Destacamos, como quarta diferença, a exigência de que a empresa selecionada, com a proposta mais vantajosa, apresente, antes da contratação (e, da mesma forma, em eventuais prorrogações contratuais), os documentos exigidos no § 4º do art. 91, especificamente quanto às certidões de regularidades fiscais (débitos federais, estaduais, municipais, FGTS), a certidão negativa de débitos trabalhistas e as certidões nacionais (Cadastro Nacional de Empresas Inidôneas e Suspensas (Ceis), Cadastro Nacional de Empresas Punidas (Cnep), Negativas de Inidoneidade e/ou de Impedimento) que foram consolidadas na Certidão Negativa Correcional (CGU-PJ, CEIS, CNEP e CEPIM), que pode ser obtida no site: https://certidoes.cgu.gov.br.
============
### INSTRUÇÕES A SEGUIR
Enumere as certidões de regularidade fiscal que a seleção exige da empresa antes da contratação.

[Registros de apontamento]
============
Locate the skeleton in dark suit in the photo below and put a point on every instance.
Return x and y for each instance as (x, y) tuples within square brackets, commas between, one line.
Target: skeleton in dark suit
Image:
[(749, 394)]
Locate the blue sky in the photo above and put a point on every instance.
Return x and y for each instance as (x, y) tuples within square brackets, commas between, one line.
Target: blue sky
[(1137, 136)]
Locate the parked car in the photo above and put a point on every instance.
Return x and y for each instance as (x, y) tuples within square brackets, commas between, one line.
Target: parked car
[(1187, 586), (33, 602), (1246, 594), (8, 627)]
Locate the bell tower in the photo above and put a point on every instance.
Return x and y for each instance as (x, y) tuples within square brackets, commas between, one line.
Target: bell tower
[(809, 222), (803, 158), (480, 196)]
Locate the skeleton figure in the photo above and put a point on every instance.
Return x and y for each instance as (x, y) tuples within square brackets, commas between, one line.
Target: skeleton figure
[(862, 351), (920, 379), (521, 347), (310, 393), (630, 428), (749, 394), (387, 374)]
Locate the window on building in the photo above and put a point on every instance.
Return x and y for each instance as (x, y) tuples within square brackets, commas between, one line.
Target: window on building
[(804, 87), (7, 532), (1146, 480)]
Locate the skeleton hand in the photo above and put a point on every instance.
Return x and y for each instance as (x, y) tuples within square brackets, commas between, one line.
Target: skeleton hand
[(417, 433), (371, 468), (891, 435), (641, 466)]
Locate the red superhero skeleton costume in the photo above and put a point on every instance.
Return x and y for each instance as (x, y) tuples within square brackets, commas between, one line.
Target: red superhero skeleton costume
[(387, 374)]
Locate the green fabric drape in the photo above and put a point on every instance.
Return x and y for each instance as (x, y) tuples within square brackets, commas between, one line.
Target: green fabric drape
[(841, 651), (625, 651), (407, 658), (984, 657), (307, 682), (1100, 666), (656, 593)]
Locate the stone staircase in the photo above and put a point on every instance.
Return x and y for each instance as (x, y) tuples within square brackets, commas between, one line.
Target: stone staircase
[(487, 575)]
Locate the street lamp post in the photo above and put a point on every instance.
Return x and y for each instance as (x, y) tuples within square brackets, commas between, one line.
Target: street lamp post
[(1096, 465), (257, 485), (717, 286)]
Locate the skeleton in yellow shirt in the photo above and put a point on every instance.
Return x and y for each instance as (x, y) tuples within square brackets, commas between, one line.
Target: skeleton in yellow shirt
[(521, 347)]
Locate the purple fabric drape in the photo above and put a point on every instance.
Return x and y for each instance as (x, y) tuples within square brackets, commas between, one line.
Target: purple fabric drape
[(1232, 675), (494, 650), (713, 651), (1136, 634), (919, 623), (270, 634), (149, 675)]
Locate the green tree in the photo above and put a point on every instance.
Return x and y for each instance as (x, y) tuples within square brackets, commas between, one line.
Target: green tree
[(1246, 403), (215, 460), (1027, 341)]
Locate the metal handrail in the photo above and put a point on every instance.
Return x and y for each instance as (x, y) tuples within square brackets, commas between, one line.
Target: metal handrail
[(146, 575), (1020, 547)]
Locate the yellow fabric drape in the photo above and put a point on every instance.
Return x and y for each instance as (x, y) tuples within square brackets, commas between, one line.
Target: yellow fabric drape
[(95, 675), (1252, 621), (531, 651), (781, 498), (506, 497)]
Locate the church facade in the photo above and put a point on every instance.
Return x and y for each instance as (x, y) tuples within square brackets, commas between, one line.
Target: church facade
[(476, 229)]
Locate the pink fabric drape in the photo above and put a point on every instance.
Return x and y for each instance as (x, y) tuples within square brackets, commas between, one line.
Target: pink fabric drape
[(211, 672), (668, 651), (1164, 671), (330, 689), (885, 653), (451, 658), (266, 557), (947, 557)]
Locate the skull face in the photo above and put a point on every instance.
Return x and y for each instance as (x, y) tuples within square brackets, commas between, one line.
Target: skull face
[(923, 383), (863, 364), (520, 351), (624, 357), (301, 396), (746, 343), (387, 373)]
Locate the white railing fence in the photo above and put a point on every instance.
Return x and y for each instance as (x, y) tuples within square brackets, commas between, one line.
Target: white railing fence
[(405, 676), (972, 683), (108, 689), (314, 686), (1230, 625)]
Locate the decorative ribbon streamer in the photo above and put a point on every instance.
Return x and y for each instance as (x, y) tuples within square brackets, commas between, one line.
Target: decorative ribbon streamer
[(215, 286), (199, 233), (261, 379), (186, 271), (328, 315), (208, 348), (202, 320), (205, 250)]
============
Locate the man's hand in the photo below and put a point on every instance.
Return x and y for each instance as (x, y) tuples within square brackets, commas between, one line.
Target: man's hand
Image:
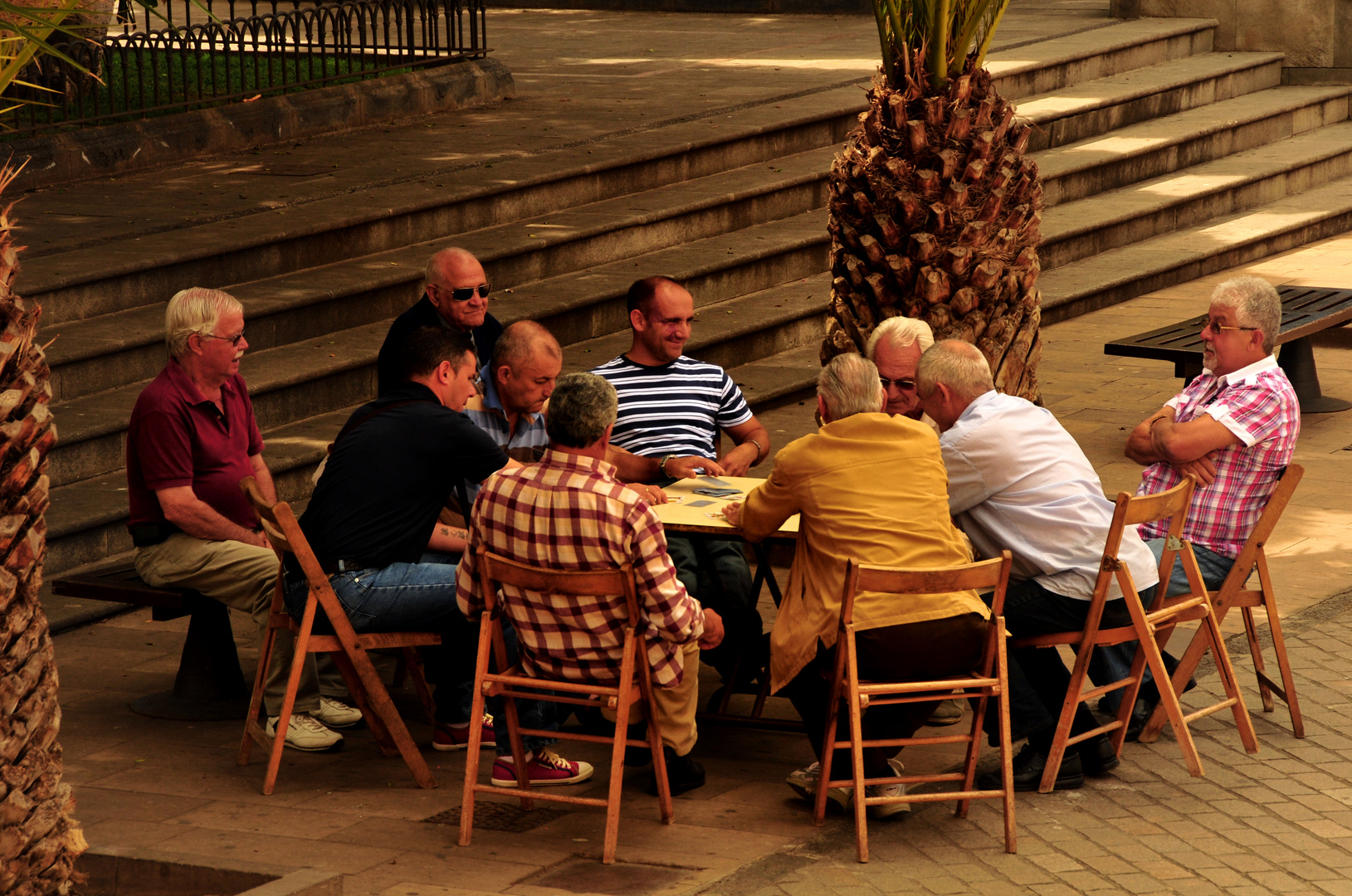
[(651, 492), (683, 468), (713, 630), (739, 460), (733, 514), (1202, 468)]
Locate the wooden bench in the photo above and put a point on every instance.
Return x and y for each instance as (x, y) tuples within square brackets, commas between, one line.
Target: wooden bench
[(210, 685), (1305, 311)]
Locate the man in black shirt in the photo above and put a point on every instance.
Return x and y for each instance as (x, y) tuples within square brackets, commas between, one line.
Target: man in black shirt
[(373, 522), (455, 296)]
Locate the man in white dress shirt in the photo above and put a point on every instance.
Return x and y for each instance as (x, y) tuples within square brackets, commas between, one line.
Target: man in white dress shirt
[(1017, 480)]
============
### RESULTADO DO EXERCÍCIO
- Débitos federais
- Débitos estaduais
- Débitos municipais
- FGTS